_Source data_:
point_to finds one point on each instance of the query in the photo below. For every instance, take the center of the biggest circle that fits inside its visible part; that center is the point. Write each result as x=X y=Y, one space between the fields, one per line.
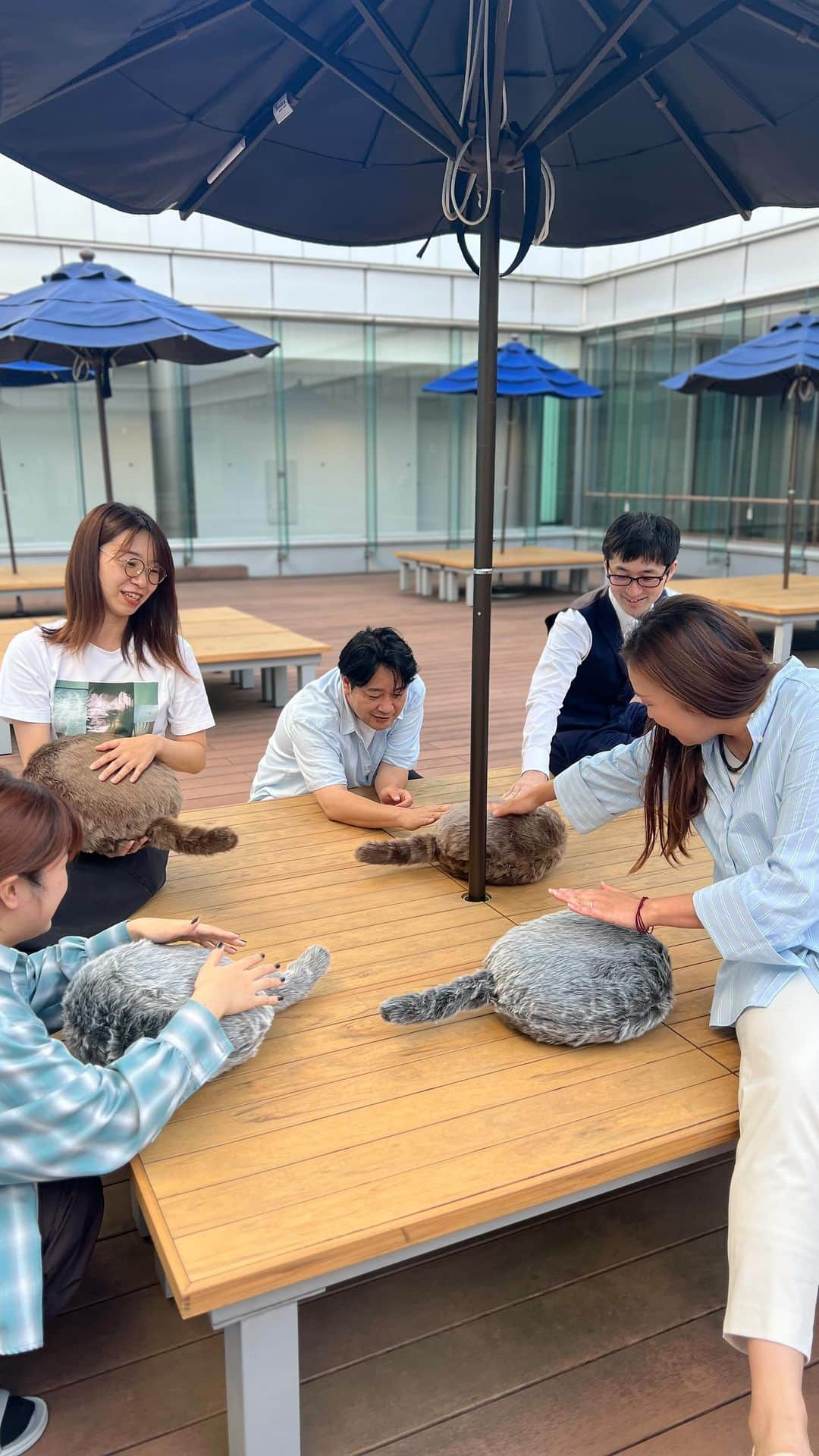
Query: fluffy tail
x=417 y=849
x=302 y=974
x=464 y=993
x=190 y=839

_Work to complete_: Rewrite the data above with "fluffy tail" swapped for "striped tail" and nothing else altered. Leave out the pictures.

_Worked answer_:
point_to finds one point on each instance of the query in the photo below. For every instance, take the center of the biggest circle that fits inside its visible part; that center is the point. Write each result as x=X y=Y, one space between the fields, one per line.
Query: striped tail
x=417 y=849
x=302 y=974
x=464 y=993
x=190 y=839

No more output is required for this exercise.